Exercise objective | Pick every line out of the entries below that holds the string "water", and report them.

Material for the task |
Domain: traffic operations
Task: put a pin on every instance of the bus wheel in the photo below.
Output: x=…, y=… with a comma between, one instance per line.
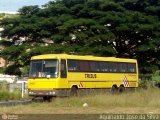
x=121, y=89
x=114, y=89
x=74, y=91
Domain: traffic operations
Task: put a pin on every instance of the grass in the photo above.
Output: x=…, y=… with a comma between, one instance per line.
x=5, y=95
x=139, y=102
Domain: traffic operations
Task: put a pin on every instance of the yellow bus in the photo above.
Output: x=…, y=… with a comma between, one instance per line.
x=66, y=75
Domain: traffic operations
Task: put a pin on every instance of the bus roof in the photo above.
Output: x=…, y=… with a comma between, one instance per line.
x=80, y=57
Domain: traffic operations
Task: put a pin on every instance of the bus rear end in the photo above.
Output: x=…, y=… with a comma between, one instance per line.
x=43, y=77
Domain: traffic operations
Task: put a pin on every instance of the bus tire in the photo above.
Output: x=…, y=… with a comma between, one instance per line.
x=74, y=91
x=121, y=89
x=114, y=89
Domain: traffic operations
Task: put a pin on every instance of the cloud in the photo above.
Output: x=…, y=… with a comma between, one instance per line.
x=14, y=5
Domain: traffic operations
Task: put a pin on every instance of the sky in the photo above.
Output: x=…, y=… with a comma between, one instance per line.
x=11, y=6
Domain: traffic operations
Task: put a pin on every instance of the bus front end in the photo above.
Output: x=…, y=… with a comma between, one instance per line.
x=43, y=77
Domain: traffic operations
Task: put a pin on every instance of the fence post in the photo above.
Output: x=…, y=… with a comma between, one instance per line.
x=22, y=89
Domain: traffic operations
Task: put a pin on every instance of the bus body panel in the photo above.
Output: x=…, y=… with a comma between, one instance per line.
x=83, y=79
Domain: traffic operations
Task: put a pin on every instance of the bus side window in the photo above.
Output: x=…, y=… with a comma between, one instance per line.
x=63, y=69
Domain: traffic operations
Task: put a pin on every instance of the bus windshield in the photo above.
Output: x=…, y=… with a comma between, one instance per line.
x=43, y=69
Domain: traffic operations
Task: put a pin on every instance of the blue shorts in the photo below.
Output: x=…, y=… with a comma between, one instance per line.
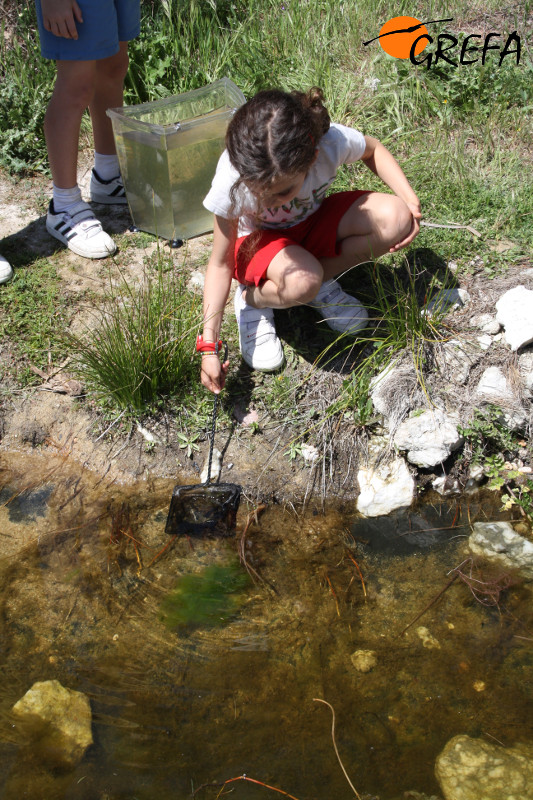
x=105, y=24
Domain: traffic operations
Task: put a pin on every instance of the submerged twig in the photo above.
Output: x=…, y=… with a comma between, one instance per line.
x=243, y=778
x=253, y=516
x=352, y=787
x=429, y=605
x=359, y=571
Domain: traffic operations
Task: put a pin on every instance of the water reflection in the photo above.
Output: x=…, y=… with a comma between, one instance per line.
x=175, y=708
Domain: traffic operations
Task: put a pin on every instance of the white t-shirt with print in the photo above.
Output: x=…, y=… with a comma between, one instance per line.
x=340, y=145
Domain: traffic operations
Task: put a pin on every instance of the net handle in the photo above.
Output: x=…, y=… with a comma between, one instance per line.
x=214, y=422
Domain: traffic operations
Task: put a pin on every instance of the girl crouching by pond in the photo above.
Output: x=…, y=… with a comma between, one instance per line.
x=277, y=233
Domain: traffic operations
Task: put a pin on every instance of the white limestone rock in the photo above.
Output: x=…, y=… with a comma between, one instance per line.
x=515, y=313
x=429, y=438
x=474, y=769
x=456, y=358
x=57, y=721
x=525, y=370
x=494, y=388
x=385, y=488
x=499, y=542
x=447, y=300
x=486, y=323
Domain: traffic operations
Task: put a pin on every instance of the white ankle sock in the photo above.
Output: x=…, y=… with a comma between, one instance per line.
x=106, y=166
x=64, y=198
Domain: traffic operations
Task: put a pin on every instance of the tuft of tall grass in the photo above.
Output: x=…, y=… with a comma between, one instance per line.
x=399, y=325
x=140, y=349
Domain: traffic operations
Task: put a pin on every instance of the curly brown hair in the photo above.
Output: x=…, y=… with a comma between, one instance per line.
x=274, y=135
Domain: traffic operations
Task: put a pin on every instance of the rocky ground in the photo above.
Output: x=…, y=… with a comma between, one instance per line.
x=257, y=444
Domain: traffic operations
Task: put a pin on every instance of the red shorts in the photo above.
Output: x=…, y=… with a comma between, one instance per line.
x=317, y=234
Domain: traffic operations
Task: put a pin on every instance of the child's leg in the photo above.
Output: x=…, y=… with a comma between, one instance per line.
x=373, y=224
x=109, y=89
x=73, y=91
x=293, y=277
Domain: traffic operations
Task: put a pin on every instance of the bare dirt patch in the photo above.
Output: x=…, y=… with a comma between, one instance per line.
x=256, y=445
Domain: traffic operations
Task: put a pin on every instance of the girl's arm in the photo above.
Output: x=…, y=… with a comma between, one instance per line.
x=383, y=164
x=216, y=289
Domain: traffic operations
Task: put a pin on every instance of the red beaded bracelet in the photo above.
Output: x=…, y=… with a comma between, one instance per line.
x=207, y=347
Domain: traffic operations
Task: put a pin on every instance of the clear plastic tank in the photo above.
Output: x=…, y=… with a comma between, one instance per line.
x=168, y=152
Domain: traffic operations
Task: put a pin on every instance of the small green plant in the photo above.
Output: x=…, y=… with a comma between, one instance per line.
x=188, y=441
x=294, y=451
x=488, y=437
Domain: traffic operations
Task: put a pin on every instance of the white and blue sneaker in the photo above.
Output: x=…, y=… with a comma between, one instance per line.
x=109, y=192
x=341, y=311
x=79, y=229
x=258, y=340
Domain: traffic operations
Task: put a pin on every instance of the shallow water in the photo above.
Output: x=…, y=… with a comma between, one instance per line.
x=183, y=699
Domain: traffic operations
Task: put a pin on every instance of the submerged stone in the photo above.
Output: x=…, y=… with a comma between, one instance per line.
x=385, y=488
x=515, y=313
x=364, y=660
x=473, y=769
x=498, y=541
x=58, y=722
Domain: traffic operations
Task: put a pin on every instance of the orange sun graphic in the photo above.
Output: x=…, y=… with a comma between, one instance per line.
x=399, y=44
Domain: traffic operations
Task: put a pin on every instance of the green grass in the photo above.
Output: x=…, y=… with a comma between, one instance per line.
x=33, y=315
x=462, y=134
x=139, y=348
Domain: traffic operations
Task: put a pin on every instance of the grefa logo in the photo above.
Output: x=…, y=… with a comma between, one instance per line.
x=407, y=37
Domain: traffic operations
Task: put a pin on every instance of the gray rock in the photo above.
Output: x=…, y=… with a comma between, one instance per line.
x=429, y=438
x=494, y=388
x=499, y=542
x=473, y=769
x=385, y=488
x=484, y=341
x=486, y=323
x=392, y=392
x=57, y=721
x=515, y=313
x=446, y=486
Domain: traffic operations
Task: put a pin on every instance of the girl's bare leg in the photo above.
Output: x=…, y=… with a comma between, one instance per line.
x=373, y=224
x=293, y=278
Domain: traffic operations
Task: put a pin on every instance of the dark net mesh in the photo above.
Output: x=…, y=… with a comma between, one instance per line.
x=204, y=510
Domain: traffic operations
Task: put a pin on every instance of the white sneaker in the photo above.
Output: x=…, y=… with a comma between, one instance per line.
x=6, y=273
x=79, y=229
x=342, y=312
x=258, y=340
x=109, y=192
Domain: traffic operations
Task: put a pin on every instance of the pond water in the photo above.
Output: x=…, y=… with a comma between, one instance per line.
x=199, y=670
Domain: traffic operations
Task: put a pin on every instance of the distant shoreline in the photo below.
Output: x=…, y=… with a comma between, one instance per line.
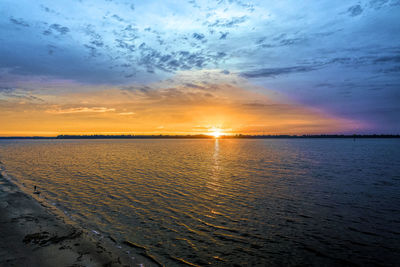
x=203, y=136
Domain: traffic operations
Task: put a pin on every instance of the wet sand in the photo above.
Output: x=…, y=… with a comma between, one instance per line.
x=32, y=235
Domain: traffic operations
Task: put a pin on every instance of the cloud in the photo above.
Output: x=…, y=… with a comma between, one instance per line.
x=19, y=22
x=81, y=110
x=272, y=72
x=198, y=36
x=355, y=10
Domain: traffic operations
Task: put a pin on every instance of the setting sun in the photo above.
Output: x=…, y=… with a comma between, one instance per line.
x=216, y=133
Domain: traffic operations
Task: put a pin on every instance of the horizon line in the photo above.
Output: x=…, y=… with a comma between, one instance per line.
x=202, y=136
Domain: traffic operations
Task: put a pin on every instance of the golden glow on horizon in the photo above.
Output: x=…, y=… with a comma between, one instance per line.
x=220, y=107
x=216, y=133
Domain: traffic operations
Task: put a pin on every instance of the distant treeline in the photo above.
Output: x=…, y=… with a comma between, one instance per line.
x=203, y=136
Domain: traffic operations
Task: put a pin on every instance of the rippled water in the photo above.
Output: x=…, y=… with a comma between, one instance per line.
x=226, y=202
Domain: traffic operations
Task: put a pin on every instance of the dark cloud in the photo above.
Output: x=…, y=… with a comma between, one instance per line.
x=19, y=22
x=272, y=72
x=377, y=4
x=118, y=18
x=355, y=10
x=191, y=85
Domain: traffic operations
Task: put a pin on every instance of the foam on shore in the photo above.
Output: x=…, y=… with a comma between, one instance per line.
x=32, y=234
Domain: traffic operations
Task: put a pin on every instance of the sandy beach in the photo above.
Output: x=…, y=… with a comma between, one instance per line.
x=31, y=235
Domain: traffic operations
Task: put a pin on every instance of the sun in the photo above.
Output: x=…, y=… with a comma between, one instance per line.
x=216, y=133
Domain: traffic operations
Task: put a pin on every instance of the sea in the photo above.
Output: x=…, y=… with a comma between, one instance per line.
x=224, y=202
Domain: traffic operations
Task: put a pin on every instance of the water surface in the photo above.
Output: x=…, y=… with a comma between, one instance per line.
x=226, y=202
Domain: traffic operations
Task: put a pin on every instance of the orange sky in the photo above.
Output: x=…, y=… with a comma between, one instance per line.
x=186, y=104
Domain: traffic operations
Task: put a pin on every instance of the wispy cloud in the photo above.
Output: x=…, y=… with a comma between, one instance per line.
x=81, y=110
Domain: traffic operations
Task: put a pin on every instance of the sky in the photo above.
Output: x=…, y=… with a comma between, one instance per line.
x=191, y=67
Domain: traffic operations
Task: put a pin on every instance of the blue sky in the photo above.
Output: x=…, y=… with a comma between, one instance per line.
x=342, y=57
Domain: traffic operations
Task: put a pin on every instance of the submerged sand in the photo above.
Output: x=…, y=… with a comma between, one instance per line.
x=31, y=235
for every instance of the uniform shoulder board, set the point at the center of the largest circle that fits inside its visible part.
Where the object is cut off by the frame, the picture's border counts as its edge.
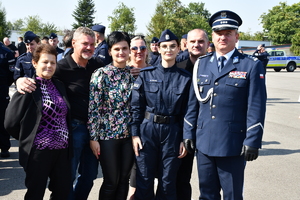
(148, 68)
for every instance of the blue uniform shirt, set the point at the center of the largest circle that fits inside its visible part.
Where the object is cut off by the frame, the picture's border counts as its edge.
(102, 52)
(24, 67)
(159, 90)
(229, 111)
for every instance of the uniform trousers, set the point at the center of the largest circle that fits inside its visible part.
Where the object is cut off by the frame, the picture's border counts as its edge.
(216, 173)
(116, 159)
(183, 185)
(42, 164)
(159, 156)
(4, 136)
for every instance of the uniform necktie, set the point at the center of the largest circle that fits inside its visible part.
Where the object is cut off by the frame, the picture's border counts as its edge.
(221, 59)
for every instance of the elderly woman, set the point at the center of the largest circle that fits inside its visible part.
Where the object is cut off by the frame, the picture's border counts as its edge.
(109, 118)
(41, 122)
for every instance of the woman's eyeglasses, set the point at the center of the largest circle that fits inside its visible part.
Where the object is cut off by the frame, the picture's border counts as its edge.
(135, 49)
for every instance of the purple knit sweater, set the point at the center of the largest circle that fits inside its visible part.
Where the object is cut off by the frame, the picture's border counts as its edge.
(53, 131)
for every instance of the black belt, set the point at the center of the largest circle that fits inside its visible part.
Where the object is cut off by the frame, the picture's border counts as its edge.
(78, 121)
(161, 119)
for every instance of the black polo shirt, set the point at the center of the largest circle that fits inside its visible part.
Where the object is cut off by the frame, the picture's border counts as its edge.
(77, 82)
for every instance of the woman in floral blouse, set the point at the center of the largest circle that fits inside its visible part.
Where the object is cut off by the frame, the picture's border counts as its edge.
(109, 118)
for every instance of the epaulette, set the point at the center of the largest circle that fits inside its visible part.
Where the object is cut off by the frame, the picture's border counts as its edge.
(148, 68)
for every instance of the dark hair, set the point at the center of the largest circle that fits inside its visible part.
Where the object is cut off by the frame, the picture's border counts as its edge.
(67, 40)
(117, 36)
(43, 48)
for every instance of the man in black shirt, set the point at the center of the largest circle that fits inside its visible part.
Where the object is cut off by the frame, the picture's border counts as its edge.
(197, 44)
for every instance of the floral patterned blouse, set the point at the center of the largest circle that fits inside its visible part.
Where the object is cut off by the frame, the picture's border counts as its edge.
(109, 104)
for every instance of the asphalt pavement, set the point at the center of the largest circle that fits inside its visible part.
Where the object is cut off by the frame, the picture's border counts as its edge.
(275, 175)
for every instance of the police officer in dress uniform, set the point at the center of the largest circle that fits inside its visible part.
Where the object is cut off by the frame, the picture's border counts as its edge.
(24, 67)
(226, 112)
(7, 62)
(154, 52)
(101, 50)
(159, 100)
(53, 41)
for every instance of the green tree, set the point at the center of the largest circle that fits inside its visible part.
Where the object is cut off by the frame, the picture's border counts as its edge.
(122, 19)
(4, 30)
(84, 14)
(171, 14)
(281, 22)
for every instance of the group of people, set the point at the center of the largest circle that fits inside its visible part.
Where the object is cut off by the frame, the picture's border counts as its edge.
(141, 120)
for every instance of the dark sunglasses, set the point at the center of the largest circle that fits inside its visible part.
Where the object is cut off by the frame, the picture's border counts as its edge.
(135, 48)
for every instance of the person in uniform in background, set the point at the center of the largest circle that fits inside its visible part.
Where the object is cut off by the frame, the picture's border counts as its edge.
(154, 54)
(45, 40)
(211, 48)
(21, 46)
(262, 55)
(24, 67)
(7, 62)
(75, 71)
(41, 122)
(53, 41)
(159, 100)
(226, 111)
(183, 42)
(101, 50)
(109, 119)
(67, 40)
(11, 46)
(197, 43)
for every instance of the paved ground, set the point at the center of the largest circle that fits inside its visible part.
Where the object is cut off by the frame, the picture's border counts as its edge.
(275, 175)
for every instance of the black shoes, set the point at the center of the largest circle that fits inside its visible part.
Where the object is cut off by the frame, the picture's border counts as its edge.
(5, 154)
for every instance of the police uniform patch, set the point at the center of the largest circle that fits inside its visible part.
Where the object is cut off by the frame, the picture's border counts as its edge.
(237, 74)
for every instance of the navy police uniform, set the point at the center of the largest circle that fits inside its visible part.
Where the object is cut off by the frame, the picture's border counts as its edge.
(159, 99)
(7, 62)
(101, 50)
(24, 67)
(226, 112)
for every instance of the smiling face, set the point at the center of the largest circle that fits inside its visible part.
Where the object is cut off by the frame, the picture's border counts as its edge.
(119, 53)
(138, 54)
(46, 65)
(168, 50)
(225, 40)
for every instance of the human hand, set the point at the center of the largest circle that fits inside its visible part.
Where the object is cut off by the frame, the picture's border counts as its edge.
(25, 84)
(95, 146)
(137, 144)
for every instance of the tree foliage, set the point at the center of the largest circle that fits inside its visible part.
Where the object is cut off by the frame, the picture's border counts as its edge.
(34, 23)
(282, 22)
(122, 19)
(84, 14)
(4, 30)
(173, 15)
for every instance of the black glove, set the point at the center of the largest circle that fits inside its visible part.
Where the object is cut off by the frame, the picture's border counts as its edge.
(250, 153)
(189, 145)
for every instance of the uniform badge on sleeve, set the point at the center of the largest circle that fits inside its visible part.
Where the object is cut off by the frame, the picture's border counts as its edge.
(237, 74)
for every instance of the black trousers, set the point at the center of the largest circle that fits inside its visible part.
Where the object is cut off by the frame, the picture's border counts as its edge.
(4, 136)
(116, 159)
(42, 164)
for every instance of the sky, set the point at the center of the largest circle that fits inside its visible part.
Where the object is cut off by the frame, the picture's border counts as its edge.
(59, 12)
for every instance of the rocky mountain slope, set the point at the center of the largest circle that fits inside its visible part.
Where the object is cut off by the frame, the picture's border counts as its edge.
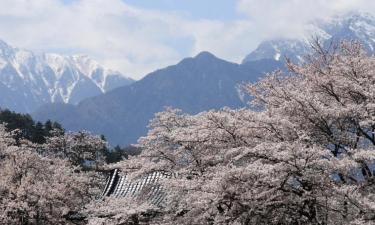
(29, 80)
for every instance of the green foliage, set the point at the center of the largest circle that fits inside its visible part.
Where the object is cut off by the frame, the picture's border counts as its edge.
(28, 129)
(117, 153)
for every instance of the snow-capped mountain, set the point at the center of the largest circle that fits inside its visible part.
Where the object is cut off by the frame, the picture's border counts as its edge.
(352, 26)
(29, 80)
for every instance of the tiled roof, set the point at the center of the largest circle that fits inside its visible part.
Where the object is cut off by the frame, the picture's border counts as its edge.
(147, 187)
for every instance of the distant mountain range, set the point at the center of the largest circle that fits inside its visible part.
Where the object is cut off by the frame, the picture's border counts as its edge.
(196, 84)
(193, 85)
(29, 80)
(352, 26)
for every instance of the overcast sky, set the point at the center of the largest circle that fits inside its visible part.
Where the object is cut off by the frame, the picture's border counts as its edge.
(139, 36)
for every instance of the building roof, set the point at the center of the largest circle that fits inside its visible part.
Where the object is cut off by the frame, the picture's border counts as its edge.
(147, 187)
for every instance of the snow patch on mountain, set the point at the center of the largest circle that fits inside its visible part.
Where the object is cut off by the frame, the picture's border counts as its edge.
(352, 26)
(35, 79)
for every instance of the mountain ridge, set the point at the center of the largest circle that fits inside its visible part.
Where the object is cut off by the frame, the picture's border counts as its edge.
(32, 80)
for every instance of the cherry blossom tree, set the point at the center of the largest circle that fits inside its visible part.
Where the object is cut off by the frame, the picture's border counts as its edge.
(302, 154)
(36, 189)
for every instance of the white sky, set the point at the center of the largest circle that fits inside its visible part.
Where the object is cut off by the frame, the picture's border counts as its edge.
(139, 36)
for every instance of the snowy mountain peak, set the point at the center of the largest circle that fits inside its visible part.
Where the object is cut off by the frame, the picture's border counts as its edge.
(352, 26)
(28, 80)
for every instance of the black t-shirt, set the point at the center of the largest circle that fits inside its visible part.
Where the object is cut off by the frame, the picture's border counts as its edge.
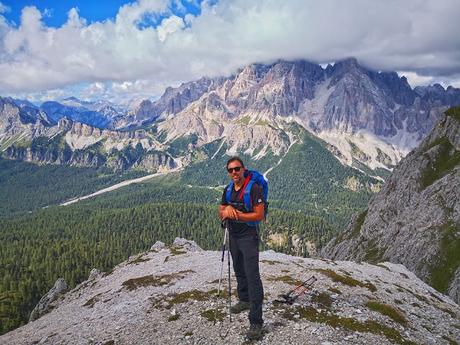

Response below |
Task: put a pin on every instance of the water reflection in the photo above.
Task: put a pin on every instance of the shallow water in the photo above.
Task: put a pin on every instance of the pond water in the photo above.
Task: put a pin on every instance of the rippled water in the photo above.
Task: put a pin on every instance of the water surface in the photo above.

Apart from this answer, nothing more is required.